Your instructions
Lay out the stretch of records that opens with the line containing "One dot marks each instance of the man's face." and closes with the line containing "[(436, 387)]" as a two-column CSV headed instruction and coordinates, one row per record. Put each record's text and its answer in separate quoted fields, with any line breaks turned into spaces.

------------

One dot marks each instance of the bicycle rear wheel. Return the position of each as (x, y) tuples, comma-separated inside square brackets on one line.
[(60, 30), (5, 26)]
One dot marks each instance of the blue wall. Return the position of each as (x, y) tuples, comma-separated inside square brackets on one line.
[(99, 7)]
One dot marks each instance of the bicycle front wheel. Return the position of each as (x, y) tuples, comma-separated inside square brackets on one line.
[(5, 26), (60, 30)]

------------

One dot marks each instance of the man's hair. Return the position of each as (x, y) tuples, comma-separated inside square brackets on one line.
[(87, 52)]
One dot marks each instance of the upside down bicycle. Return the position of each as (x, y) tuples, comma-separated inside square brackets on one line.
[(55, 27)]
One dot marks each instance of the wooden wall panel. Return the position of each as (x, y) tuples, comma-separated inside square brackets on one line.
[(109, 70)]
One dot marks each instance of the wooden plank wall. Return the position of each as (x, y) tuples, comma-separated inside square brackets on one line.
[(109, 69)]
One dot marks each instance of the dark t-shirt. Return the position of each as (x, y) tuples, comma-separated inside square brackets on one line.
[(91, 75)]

------------

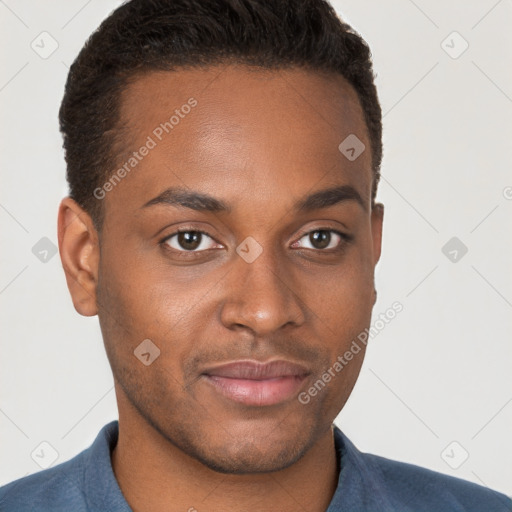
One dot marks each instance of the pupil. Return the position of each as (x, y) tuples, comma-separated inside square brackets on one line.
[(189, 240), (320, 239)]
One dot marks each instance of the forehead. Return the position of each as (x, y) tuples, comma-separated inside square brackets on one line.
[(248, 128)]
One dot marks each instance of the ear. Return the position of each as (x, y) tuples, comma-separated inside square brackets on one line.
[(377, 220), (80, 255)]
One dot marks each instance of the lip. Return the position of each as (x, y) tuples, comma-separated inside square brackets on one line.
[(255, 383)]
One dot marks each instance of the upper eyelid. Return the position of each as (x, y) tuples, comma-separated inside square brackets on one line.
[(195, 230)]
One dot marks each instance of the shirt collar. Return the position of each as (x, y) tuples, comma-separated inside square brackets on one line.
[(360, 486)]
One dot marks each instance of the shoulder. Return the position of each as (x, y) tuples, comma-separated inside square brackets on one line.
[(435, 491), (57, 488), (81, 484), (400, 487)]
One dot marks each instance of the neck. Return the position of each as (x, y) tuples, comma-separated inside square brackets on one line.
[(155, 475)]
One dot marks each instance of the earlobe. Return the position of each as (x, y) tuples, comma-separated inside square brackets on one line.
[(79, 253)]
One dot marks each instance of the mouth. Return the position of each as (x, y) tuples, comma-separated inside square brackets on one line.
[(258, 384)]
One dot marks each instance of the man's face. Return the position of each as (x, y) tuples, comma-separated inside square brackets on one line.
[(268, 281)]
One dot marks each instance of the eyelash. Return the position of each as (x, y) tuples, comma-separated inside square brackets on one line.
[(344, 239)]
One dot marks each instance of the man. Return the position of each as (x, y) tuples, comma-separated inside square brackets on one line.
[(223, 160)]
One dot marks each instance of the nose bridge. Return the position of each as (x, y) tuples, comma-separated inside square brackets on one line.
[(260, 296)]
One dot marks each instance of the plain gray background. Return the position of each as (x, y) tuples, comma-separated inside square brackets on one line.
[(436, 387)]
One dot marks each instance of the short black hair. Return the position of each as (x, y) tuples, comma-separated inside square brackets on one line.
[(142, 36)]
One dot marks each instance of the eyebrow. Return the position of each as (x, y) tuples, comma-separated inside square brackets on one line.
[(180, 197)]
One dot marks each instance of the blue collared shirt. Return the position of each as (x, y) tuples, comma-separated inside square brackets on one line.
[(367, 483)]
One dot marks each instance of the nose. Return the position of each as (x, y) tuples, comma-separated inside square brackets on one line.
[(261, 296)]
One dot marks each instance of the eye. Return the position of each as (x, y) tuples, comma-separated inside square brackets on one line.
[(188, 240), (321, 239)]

------------

Reply
instruction,coordinates
"One dot marks each instance of the man's face. Return the position of each as (x, y) tuples, comma-separated inside square brackets on one line.","[(268, 281)]"
"One dot marks each instance of the eyelash. Return the position of each as (x, y) tuples, comma-separated inside square brackets on one line.","[(344, 239)]"
"One dot marks each instance of the man. Return the position of each as (x, y) tuples, comma-separated inside square brackets on one line.","[(223, 160)]"
"One dot marks each instance of the nose bridge. Return the position of each as (x, y) tuples, comma-separated inside square brackets on one line.","[(260, 296)]"
"One dot marks each instance of the plain gray background. Return the position of each as (x, y) tuples, comma-separated inside square brackets on one line.","[(436, 387)]"